(SUPPLIED TEXT):
The company apparently offered access to China's auto market in exchange for EV tech.
The more news we hear about Geely, the more we start scratching our heads. The Chinese company made some huge waves last month when it was revealed its billionaire CEO Li Shufu purchased $9 billion in Daimler shares, giving him a 9.69 percent stake in the company. That’s enough to make him the leading shareholder, but according to Spiegel Online and BMW Blog, Shufu first sought out a deal with Bimmer execs in Munich.
The reports say Geely wasn’t necessarily seeking to buy BMW outright or even acquire stock, but rather wanted a partnership for some mutual back-scratching. Specifically, Shufu wanted electric car tech from BMW and in return promised the Germans clear access into the Chinese auto market, allegedly leveraging Geely’s influence in the Chinese government. These confidential talks are reported to have taken place back in 2016, and obviously the answer was no because BMW ultimately partnered with Geely’s competitor, Great Wall.
Gallery: BMW 5 Series Long Wheelbase
Just so everyone is on the same page, let’s summarize Geely’s automotive moves over the past several years. We now have this partnership play with BMW in 2016; prior to that the company bought Volvo from Ford in 2010. Last year it picked up Lotus and, oddly enough, flying car manufacturer Terrafugia. The group also allegedly made an offer to buy Fiat Chrysler Automobiles last year that was turned down, and a similar offer to Daimler was turned down – reportedly with Daimler telling Geely that it could purchase stock on the open market like any other investor. That's exactly what Shufu ultimately did.

(EXERCISE TASKS):
a) Rewrite the part of the Geely article that begins at "The company apparently" and stops after "execs in Munich.", putting "Bavaria" in place of "Munich".
b) According to the Geely article, how large a stake in Daimler did Li Shufu's $9 billion share purchase give him?
The listing after this point comes from a separate source.

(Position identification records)

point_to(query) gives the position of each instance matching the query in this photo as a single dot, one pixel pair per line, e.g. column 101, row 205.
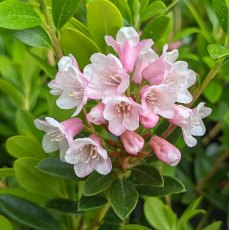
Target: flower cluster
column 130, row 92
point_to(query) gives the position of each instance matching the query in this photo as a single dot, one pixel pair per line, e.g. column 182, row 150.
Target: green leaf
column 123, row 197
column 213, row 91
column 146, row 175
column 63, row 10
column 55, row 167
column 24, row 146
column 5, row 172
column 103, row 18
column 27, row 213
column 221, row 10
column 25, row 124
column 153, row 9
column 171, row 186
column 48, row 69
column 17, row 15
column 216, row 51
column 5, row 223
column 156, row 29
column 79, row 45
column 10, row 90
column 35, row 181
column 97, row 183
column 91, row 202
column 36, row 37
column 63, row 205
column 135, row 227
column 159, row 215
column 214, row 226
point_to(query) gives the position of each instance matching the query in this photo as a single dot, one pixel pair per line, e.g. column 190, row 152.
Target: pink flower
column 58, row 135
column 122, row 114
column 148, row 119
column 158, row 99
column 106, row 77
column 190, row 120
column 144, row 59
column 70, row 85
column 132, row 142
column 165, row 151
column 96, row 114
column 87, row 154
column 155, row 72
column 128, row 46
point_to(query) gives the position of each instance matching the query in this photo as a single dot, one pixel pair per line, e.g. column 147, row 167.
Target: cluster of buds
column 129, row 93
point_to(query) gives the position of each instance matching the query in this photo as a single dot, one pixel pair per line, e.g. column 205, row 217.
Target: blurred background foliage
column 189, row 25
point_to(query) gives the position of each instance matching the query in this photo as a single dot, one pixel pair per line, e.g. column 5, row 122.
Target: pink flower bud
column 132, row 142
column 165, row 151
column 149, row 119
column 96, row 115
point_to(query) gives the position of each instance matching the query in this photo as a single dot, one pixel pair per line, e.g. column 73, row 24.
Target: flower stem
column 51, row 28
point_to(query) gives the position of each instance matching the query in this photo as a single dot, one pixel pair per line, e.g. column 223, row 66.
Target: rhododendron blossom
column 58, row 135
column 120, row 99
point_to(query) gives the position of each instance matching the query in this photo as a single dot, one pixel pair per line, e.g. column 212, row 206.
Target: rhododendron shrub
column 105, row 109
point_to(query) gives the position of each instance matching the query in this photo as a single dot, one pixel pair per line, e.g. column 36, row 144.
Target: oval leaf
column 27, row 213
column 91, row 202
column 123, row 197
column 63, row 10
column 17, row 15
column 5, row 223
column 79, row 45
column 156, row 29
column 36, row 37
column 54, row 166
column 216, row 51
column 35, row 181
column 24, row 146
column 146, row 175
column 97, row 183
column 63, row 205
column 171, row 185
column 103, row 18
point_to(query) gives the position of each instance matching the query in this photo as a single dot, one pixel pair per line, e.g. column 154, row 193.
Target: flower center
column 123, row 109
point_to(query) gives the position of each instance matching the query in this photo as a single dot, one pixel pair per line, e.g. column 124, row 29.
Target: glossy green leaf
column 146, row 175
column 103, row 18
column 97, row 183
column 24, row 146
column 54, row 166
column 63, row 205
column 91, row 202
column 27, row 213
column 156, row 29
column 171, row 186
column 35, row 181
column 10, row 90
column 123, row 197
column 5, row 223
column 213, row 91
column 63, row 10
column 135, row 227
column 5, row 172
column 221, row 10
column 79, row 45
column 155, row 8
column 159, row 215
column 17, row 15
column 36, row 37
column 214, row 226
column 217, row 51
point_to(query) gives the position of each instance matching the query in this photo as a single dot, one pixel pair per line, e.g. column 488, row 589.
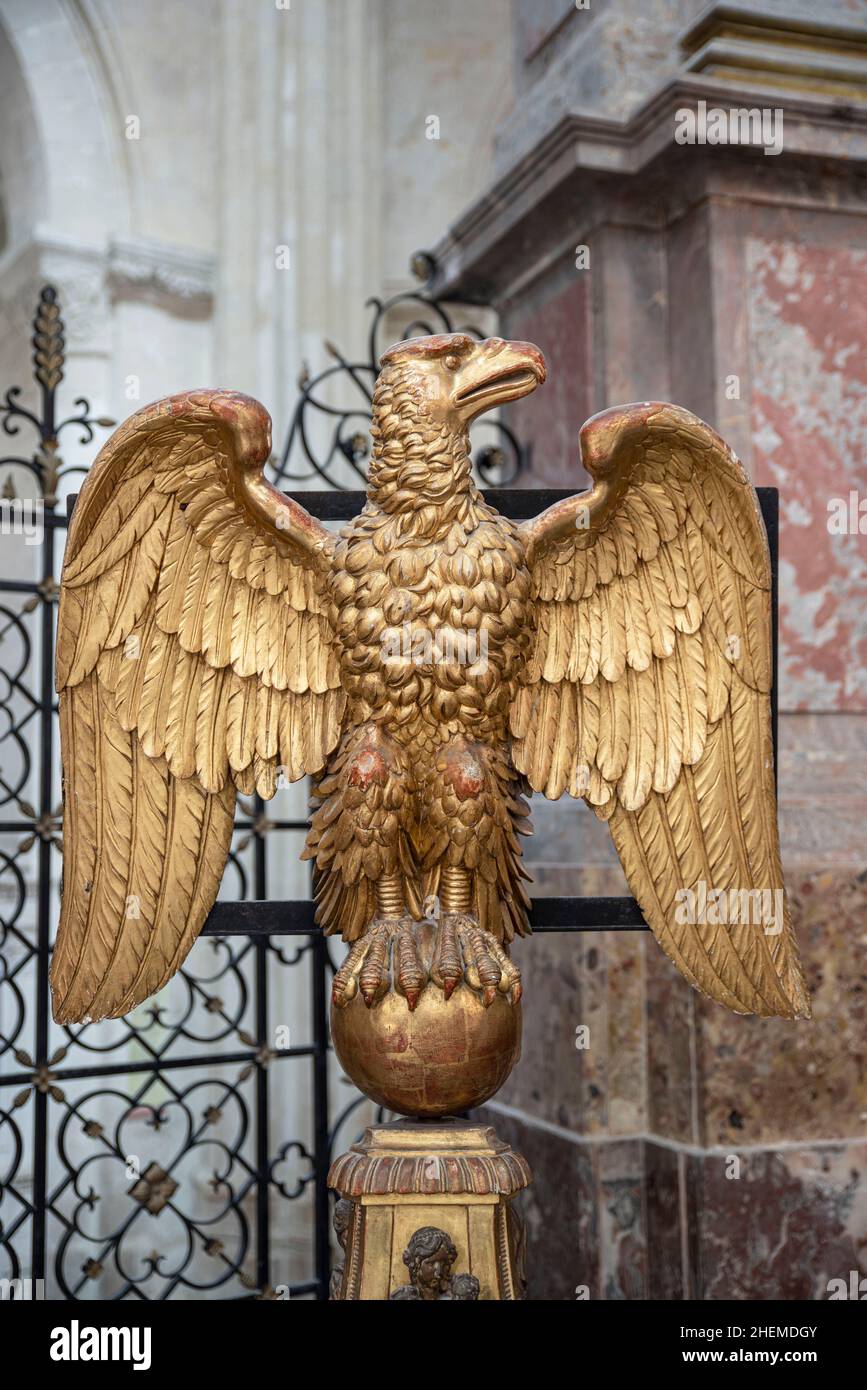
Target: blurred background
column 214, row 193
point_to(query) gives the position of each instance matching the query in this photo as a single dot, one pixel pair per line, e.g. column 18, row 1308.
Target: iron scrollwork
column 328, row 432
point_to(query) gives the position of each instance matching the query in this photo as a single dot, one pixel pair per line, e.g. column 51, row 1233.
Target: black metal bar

(TASK RESPONSES):
a)
The company apparently offered access to China's auto market in exchange for EV tech.
The more news we hear about Geely, the more we start scratching our heads. The Chinese company made some huge waves last month when it was revealed its billionaire CEO Li Shufu purchased $9 billion in Daimler shares, giving him a 9.69 percent stake in the company. That’s enough to make him the leading shareholder, but according to Spiegel Online and BMW Blog, Shufu first sought out a deal with Bimmer execs in Bavaria.

b) A 9.69 percent stake.